REQUEST ▸ Reproduce the listing below with "stone column" swapped for "granite pillar" wherever it occurs, leaving every other line unchanged. Omit the pictures from your answer.

SOURCE RECORDS ▸
━━━

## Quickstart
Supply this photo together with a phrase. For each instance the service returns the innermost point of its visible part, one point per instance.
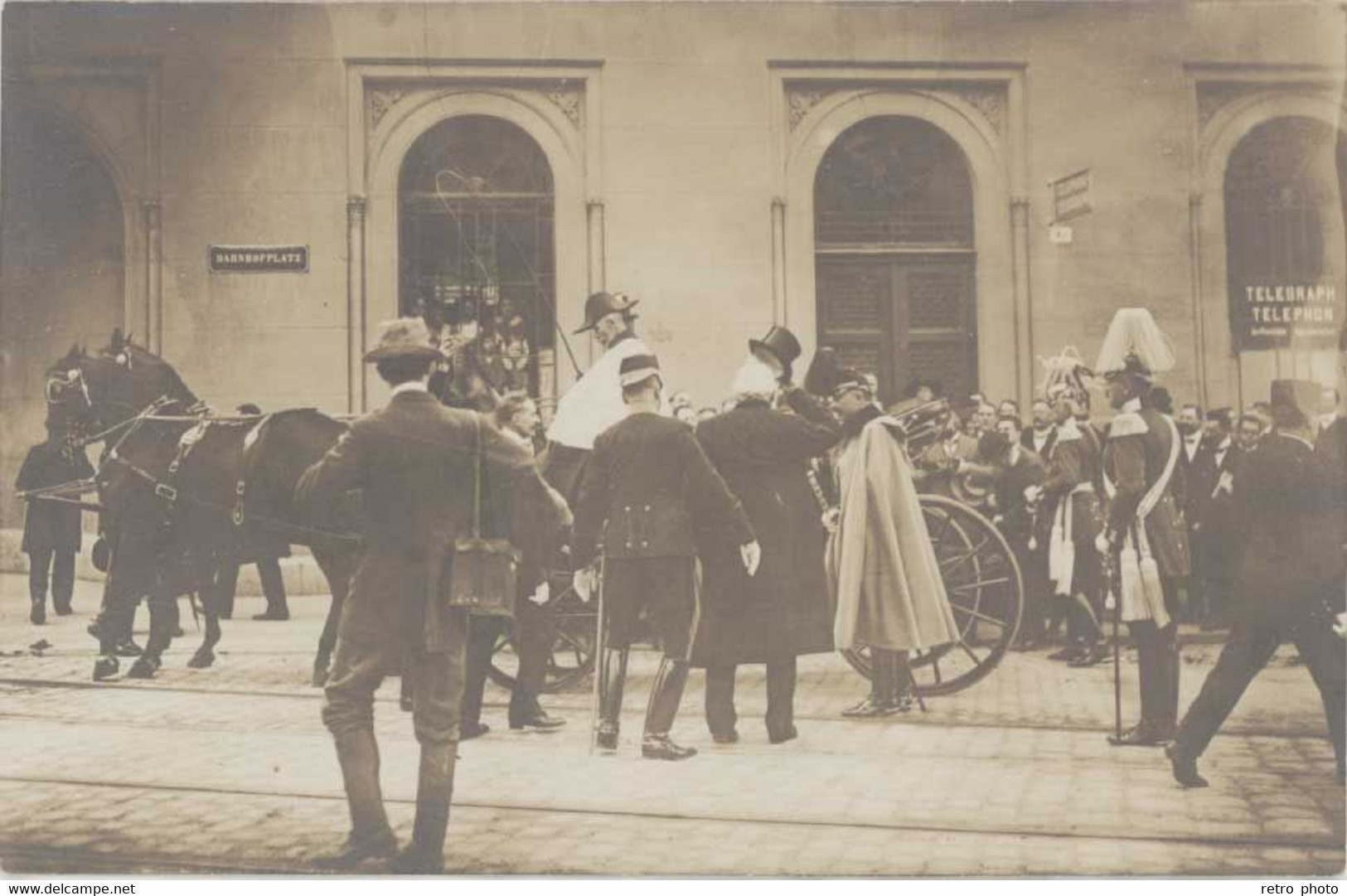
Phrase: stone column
(154, 277)
(1023, 301)
(356, 305)
(779, 306)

━━━

TASK OUTPUT ▸
## Quickstart
Supply this photo together with a phrase. For each instance the service returns the innermost point of its visible part, one point per instance.
Phrase: granite pillar
(154, 277)
(1023, 301)
(356, 305)
(779, 306)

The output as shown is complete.